Hobby Boss 1/72 MiG-15UTI 'Midget'

KIT #: 80262
PRICE: $7.50 from Roll Models - $10.00 MSRP
DECALS: Two options
REVIEWER: William Alcott
NOTES: Cambodian Markings from Crosswind Hobbies.


With its combination of small size, maneuverability, speed, and potent armament, the MiG-15 came as a nasty surprise when first encountered in the skies over Korea.  While soon rendered obsolete by new designs, the MiG-15 continued to play an important role in training Soviet bloc pilots.  The MiG-15UTI was a dedicated trainer, equipped with a second seat under an extended canopy, with a reduced armament of a single 23-mm cannon.  Designated Midget by NATO, the MiG-15UTI helped North Vietnamese pilots master the skills they would soon put to use in their MiG-17s, facing American Phantoms and Thuds.


Hobby Boss introduced its range of “easy assembly” kits a few years ago.  These kits feature simplified parts breakdown through extensive use of multi-part (slide) molds, while still showing good exterior detail.  This range of kits concentrates mostly on WWII single engine types, but recently expanded to include the MiG-15 and F-86, each available in two versions.

The MIG-15UTI in particular caught my attention.  So far as I am aware, this version was only previously kitted by KP in the early ‘80s, and that kit was typical of the brand – poor fit, minimal cockpit detail, and lots of raised surface details.  Eduard have long announced a 1/72 MiG-15 family, but it has been many years in coming.

Say what you will about Hobby Boss, but their easy assembly kits certainly show truth in advertising – the box top features a photo of the completed model, complete with wing root gaps!  Inside, the fuselage halves (top and bottom!), one-piece wing and some small parts are presented in a vacuformed tray.  Underneath, a second sprue provides most of the remaining parts.  I was surprised by the number of parts in the kit – probably nearly as many as a typical Hasegawa single-seater kit.

The parts count is somewhat inflated by the inclusion of duplicate parts for many of the smaller components – you get 4 each of the radar altimeter aerials, speed brake actuators, and drop tank supports (2 of each required), as well as a spare blade aerial.  The only option in the kit is a choice of two styles of drop tanks.

The cockpit is basic – a separate tub, including basic side console  details and crude sticks molded-in, two single part seats, which at least look generally like MiG-15 seats, and two featureless instrument panels.  Hobby Boss could make a big improvement with the addition of decals for the instrument panels.

The major parts feature somewhat heavy recessed panel detail.  The landing gear struts are well molded, and have nice robust attachment points.  The main gear doors and wells feature internal details.

Basic decals are provided for camouflaged Soviet and Iraqi UTIs.  The decals appear well printed, but I didn’t try them in anger to see how they’d perform.

A single sheet shows the assembly sequence, and includes a color painting guide showing four views of each scheme, and listing Mr. Hobby, Vallejo, Model Master, Tamiya and Humbrol references.

To see the sprues layout, please visit this preview.


Construction starts with the cockpit.  I added tape belts to the seats, and scrounged some instrument panel decals from the spares box.  Before adding the tub to the lower fuselage, don’t forget to install the two windows in the belly (I was unable to find any reference to these, nor any evidence they don’t belong!)  I also added some lead fishing weights to help keep the nose down.  I painted the interior parts as well as the wheel wells in blue grey.

> What is needed:
Continue the MiG-15UTI kit review from the point where it stops.

> Data provided:
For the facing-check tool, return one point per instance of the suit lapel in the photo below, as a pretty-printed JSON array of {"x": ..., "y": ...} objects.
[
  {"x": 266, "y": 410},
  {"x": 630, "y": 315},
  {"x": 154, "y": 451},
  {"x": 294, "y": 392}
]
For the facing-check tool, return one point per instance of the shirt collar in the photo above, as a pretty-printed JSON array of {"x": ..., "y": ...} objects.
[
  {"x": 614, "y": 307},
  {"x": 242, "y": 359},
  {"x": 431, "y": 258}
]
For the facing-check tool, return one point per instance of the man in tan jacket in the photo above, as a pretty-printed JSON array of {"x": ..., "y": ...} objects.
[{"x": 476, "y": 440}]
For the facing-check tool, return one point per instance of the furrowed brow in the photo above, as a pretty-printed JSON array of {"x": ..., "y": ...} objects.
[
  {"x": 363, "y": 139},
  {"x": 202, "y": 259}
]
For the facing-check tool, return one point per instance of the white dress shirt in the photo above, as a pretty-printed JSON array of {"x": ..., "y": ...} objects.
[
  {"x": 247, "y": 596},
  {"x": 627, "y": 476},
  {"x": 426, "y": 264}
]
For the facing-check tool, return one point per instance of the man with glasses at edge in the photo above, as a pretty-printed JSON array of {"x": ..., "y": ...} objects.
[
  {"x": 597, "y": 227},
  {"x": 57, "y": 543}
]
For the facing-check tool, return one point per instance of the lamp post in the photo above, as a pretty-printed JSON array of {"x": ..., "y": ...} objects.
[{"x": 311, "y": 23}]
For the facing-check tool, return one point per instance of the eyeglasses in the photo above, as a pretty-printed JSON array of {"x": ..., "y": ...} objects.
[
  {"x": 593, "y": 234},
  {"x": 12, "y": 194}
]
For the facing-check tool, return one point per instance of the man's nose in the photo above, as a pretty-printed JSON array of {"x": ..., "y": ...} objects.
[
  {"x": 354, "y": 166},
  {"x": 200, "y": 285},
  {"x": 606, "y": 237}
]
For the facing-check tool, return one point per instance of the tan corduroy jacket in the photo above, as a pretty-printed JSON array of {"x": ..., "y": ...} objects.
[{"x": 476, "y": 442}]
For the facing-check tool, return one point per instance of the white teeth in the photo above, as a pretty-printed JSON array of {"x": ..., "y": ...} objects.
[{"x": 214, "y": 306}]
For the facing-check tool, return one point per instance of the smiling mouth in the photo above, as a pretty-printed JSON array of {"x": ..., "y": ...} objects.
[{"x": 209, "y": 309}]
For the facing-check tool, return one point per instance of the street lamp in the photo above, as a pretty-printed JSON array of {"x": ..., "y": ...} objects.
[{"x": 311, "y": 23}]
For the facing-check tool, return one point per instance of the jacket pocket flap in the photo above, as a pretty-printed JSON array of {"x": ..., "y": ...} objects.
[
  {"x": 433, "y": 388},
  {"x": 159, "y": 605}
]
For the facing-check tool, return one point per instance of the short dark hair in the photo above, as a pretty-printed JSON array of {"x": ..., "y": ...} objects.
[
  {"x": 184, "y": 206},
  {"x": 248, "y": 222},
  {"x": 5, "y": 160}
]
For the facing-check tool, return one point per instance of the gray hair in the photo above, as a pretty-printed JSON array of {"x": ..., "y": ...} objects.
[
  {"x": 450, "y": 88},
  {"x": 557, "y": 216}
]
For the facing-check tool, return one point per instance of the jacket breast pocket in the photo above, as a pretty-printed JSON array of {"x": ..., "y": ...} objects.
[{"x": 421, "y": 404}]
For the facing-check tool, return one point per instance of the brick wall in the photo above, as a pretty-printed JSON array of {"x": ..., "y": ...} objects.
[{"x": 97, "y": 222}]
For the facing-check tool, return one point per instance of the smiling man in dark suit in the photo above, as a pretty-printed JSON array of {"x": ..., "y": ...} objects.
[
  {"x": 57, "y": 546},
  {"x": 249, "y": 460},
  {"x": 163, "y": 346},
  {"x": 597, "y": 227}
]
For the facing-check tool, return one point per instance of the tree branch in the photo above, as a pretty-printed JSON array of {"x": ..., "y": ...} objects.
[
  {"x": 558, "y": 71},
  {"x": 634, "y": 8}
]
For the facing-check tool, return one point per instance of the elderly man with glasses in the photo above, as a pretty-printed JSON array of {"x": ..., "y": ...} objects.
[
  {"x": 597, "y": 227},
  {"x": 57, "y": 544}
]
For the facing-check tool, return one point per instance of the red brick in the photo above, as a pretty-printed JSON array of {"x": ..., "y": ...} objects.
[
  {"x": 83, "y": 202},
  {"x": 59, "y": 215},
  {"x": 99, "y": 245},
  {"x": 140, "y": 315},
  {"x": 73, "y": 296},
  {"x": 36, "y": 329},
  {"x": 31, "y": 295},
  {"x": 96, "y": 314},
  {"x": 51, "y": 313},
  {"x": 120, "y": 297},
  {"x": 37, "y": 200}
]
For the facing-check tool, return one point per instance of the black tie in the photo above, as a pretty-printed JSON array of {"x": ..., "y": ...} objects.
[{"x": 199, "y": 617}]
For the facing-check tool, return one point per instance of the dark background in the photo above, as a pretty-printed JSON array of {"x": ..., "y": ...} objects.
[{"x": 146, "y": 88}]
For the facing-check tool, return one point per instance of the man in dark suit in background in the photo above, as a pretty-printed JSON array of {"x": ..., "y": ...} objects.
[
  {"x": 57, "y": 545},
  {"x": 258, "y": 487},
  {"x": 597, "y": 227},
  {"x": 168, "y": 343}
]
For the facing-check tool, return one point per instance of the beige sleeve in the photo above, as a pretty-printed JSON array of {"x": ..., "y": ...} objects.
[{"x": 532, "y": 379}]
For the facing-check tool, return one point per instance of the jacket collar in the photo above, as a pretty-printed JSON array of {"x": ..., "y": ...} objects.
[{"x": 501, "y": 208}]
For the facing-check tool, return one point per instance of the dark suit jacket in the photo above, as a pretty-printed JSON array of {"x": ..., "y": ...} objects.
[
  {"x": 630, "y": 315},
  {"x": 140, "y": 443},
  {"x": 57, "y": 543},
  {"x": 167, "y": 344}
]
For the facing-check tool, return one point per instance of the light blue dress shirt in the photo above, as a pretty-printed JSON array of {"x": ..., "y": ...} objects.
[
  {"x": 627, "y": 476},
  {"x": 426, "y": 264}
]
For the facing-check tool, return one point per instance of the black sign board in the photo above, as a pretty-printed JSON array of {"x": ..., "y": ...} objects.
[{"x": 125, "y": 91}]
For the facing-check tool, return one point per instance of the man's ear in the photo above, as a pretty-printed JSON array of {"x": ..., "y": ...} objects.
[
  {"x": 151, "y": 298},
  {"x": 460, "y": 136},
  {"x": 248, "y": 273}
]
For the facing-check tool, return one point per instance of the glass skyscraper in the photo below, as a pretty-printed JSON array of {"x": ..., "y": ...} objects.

> Answer:
The parts breakdown requires you to trap the cockpit and wing between the fuselage halves.  The wing is molded as a single piece with a connecting bridge.  If I were to build this kit again, I would suggest cutting this bridge in two, and installing the wings as separate parts after the fuselage is assembled.  As it stands, the wing is a poor fit, requiring filling of a sizable gap at the wing roots, the only major fit issue I encountered.  The fit of the fuselage halves is helped with a ledge molded along the insides of the parts.  There are also pins near the nose, but I removed these as they would be visible through the intake.  I realized too late that this would have been a good time to try to clean up the inside fuselage seam, which is visible on the finished model.  The external fuselage seam cleans up nicely, though I didn’t attempt to hide the seams inside the speed brake wells.

Next I added the intake splitter/nose wheel well.  There is a little space inside the splitter for nose weight as well.  The intake ring finishes off the fuselage.  There are two concerns in this area – I found small gaps around the front of the nosewheel well that allowed daylight through, which I filled with scrap plastic.  Also, the nose ring is shared with the MiG-15 kit.  As such, it features reinforcements for the two 23 mm and one 37 mm cannon of the single seater.  The UTI only had a single 23-mm cannon, so I removed the extra reinforcement.  The kit also provides a very shallow exhaust section, which I chose to leave as is.

At this stage, all that remained before painting was to add the tailplanes and canopy.  The tailplanes fit well, while I had to fill and sand the canopy seam.  Another disappointment in the kit was the lack of any indication of the separate canopy sections on the single piece canopy part.  The canopy framing is well defined, but no lines separate the fixed windscreen and centre section from the hinged forward and sliding rear canopy sections.  I scribed these in lightly with a toothed number 11 blade.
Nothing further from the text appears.